DO THIS:
Can the data below be echoed back word for word?

DATASET CONTENT:

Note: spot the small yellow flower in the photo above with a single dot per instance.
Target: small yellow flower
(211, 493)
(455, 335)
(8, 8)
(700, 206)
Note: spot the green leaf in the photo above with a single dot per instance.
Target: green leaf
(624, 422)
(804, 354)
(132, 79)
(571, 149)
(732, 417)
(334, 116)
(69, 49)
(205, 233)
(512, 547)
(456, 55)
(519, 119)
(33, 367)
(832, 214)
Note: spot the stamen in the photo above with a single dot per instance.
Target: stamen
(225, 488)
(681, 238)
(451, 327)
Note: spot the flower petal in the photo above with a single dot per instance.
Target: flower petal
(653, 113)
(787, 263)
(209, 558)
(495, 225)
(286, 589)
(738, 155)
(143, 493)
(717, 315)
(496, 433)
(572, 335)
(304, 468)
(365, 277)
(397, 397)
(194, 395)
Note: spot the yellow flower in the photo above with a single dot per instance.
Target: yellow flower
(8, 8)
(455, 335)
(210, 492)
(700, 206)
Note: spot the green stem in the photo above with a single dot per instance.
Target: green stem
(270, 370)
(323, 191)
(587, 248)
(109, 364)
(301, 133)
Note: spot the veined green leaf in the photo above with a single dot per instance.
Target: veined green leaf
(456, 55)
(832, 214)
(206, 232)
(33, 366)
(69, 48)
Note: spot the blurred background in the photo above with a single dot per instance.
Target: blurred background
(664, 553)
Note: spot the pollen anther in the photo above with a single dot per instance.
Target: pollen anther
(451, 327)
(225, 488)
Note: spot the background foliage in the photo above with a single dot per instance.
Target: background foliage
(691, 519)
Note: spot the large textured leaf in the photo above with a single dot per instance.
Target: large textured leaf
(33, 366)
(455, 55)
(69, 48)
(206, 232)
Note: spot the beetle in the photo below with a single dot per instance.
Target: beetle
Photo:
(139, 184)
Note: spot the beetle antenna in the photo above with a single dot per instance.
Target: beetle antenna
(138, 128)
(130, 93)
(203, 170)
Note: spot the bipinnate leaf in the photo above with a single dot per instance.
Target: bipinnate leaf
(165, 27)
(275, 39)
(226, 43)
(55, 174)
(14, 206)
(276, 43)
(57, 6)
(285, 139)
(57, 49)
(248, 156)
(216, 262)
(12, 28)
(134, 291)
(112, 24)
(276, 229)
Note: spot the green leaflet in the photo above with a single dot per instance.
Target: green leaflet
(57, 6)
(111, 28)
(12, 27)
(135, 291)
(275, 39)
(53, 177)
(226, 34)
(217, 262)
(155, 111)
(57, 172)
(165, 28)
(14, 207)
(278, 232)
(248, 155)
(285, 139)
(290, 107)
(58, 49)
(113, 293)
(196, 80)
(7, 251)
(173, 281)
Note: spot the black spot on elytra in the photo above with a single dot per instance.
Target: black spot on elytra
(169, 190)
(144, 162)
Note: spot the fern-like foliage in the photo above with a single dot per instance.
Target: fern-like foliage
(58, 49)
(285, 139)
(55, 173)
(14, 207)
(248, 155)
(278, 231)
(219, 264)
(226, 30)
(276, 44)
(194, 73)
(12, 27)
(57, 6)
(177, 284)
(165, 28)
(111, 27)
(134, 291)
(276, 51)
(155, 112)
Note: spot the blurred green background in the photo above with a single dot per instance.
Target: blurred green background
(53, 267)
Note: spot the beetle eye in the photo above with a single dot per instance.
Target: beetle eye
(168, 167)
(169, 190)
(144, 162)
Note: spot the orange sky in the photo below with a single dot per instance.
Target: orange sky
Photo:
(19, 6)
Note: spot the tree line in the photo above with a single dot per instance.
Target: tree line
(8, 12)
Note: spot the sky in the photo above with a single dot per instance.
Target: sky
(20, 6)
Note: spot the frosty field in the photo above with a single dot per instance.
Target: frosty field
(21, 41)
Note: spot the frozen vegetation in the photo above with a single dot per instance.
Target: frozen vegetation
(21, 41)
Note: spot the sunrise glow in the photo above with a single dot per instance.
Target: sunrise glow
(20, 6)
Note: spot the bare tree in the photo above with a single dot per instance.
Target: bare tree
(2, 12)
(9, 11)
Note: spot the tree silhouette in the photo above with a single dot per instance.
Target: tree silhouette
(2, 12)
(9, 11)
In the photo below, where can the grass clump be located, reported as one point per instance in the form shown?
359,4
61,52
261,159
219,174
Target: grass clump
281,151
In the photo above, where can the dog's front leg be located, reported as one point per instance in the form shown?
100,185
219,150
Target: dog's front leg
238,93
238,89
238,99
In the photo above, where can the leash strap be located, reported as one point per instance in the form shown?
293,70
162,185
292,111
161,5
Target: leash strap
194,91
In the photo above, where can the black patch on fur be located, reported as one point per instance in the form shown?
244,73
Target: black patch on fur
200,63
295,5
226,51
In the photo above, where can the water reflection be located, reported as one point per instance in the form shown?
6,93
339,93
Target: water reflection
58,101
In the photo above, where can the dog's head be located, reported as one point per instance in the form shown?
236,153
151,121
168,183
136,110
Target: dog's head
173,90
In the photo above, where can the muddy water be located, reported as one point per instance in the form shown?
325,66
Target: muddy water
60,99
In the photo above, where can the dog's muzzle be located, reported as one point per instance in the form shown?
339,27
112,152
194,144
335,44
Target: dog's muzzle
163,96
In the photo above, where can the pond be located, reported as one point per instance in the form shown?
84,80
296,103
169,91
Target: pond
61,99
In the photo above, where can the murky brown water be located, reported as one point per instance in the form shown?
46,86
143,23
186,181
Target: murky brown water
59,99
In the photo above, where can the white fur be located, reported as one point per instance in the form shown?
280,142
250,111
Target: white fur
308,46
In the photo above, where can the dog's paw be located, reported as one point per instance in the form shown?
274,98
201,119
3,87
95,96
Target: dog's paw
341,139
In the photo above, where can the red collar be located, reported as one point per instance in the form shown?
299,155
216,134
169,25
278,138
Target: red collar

SOLUTION FOR THIS EXERCISE:
Note: spot the small yellow flower in the photo above with a single dot per instance.
Target: small yellow flower
(211, 493)
(455, 335)
(8, 8)
(700, 206)
Note: spot the green leaf in the photo above with a single dot per instance.
Target: green leaf
(624, 422)
(804, 354)
(132, 79)
(571, 149)
(732, 417)
(334, 116)
(69, 49)
(205, 233)
(512, 547)
(456, 55)
(519, 119)
(33, 367)
(832, 214)
Note: spot the stamen in the photo above with a single dot per instance.
Target: stamen
(225, 488)
(681, 238)
(451, 327)
Note: spot the flower petal in the photo above with a single dot per instance.
Target: flower petal
(653, 113)
(787, 263)
(209, 558)
(495, 225)
(286, 589)
(738, 155)
(143, 493)
(717, 315)
(496, 433)
(572, 335)
(304, 468)
(365, 277)
(397, 397)
(194, 395)
Note: spot the yellow flower in the photo above with a single dot per instance.
Target: yellow flower
(8, 8)
(455, 335)
(210, 492)
(700, 206)
Note: spot the green stem in the photo above with a single dot per instance.
Target: green stem
(270, 370)
(323, 191)
(587, 248)
(109, 364)
(301, 133)
Note: spot the veined green leaf in the photo above with a single dot per instance.
Target: veined green leaf
(456, 55)
(832, 214)
(206, 232)
(33, 366)
(69, 48)
Note: spot the blurred background in the photo above with a single dot per instance.
Target: blurred background
(664, 553)
Note: spot the pollen anther in the photo above with a single dot per instance.
Target: pollen anther
(451, 327)
(225, 488)
Note: spot the background foliage in the photo above with a single dot per instance.
Target: background foliage
(691, 519)
Note: spot the large textured leaf in the photo above with a single dot per instance.
Target: large textured leaf
(33, 366)
(455, 55)
(69, 48)
(206, 232)
Note: spot the beetle in the photo below with a single dot per instance.
Target: beetle
Photo:
(139, 184)
Note: spot the beetle antenna in the photo above with a single dot per instance.
Target: beetle antenna
(138, 128)
(130, 93)
(203, 170)
Note: spot the bipinnate leaf in the photo above with a single dot per instance.
Target: bipinnate leaf
(165, 27)
(275, 39)
(226, 43)
(55, 174)
(14, 206)
(276, 43)
(57, 6)
(285, 139)
(57, 49)
(248, 156)
(216, 262)
(12, 28)
(134, 291)
(112, 24)
(276, 229)
Note: spot the green leaflet in the photo above with a single dot per instance.
Target: green leaflet
(57, 6)
(111, 28)
(12, 27)
(135, 291)
(275, 39)
(53, 177)
(226, 34)
(217, 262)
(155, 111)
(57, 172)
(165, 28)
(14, 207)
(278, 232)
(248, 155)
(285, 139)
(290, 107)
(58, 49)
(113, 293)
(196, 80)
(7, 251)
(173, 281)
Note: spot the black spot on elytra in the photo above with a single dot per instance.
Target: black spot on elytra
(169, 190)
(144, 162)
Note: spot the fern-like foliage in the photo above with a single dot per instance.
Target: fern-like foliage
(58, 49)
(285, 139)
(55, 173)
(14, 207)
(248, 155)
(278, 231)
(219, 264)
(226, 30)
(276, 44)
(194, 73)
(12, 27)
(57, 6)
(177, 284)
(165, 28)
(111, 27)
(134, 291)
(276, 51)
(155, 112)
Note: spot the blurred green background in the photo above with a single dot per instance.
Target: blurred green background
(53, 267)
Note: spot the beetle eye in the photo above with a single dot per instance.
Target: beetle eye
(168, 167)
(169, 190)
(144, 162)
Note: spot the orange sky in the photo below with a single dot per instance.
Target: orange sky
Photo:
(19, 6)
Note: spot the tree line in the photo above with a single dot per instance.
Target: tree line
(8, 12)
Note: spot the sky in the photo above with a single dot per instance.
Target: sky
(20, 6)
Note: spot the frosty field in the photo above with a single dot per instance.
Target: frosty field
(21, 41)
Note: spot the frozen vegetation in the photo above with a single dot per instance.
Target: frozen vegetation
(21, 41)
Note: spot the sunrise glow in the photo above with a single dot per instance.
Target: sunrise glow
(20, 6)
Note: spot the bare tree in the photo above with a single dot per instance.
Target: bare tree
(2, 12)
(9, 11)
Note: spot the tree silhouette in the photo above with a single dot per instance.
Target: tree silhouette
(2, 12)
(9, 11)
In the photo below, where can the grass clump be located, reported as one point per instance in the form shown?
359,4
61,52
261,159
219,174
Target: grass clump
281,151
In the photo above, where can the dog's front leg be located, reported as one point per instance in the form shown?
100,185
219,150
Target: dog's front leg
238,93
238,89
238,99
In the photo above, where can the leash strap be located, reported as one point per instance in the form shown?
293,70
162,185
292,111
161,5
Target: leash strap
194,91
In the photo above, where can the black patch on fur be located, reported as one point per instance in the form shown?
244,73
Target: black patch on fur
200,63
295,5
226,51
In the photo above, where can the water reflection be located, reported as one point per instance in the form shown?
6,93
339,93
Target: water reflection
58,101
In the photo above, where can the dog's head be located, reported as one point per instance in the form shown?
236,153
151,121
168,183
136,110
Target: dog's head
173,90
In the photo above, where can the muddy water be located, reported as one point per instance in the form shown?
325,66
Target: muddy water
60,99
In the photo above, where can the dog's muzzle be located, reported as one point per instance in the form shown?
339,27
112,152
194,144
335,44
Target: dog's muzzle
163,96
In the photo above, where can the pond be located, reported as one point per instance in the form shown?
84,80
296,103
169,91
Target: pond
61,99
In the photo above, where can the murky brown water be located, reported as one point per instance in the form shown?
46,86
143,23
186,181
Target: murky brown water
59,99
In the photo above, where can the white fur be located, reported as one point per instance in the form shown?
280,142
250,111
Target: white fur
308,46
In the photo above, where can the dog's paw be located, reported as one point per instance in the form shown?
274,98
201,119
3,87
95,96
Target: dog's paw
341,139
In the photo above, where can the red collar be located, reported as one point per instance in the form shown?
299,155
216,134
169,25
278,138
Target: red collar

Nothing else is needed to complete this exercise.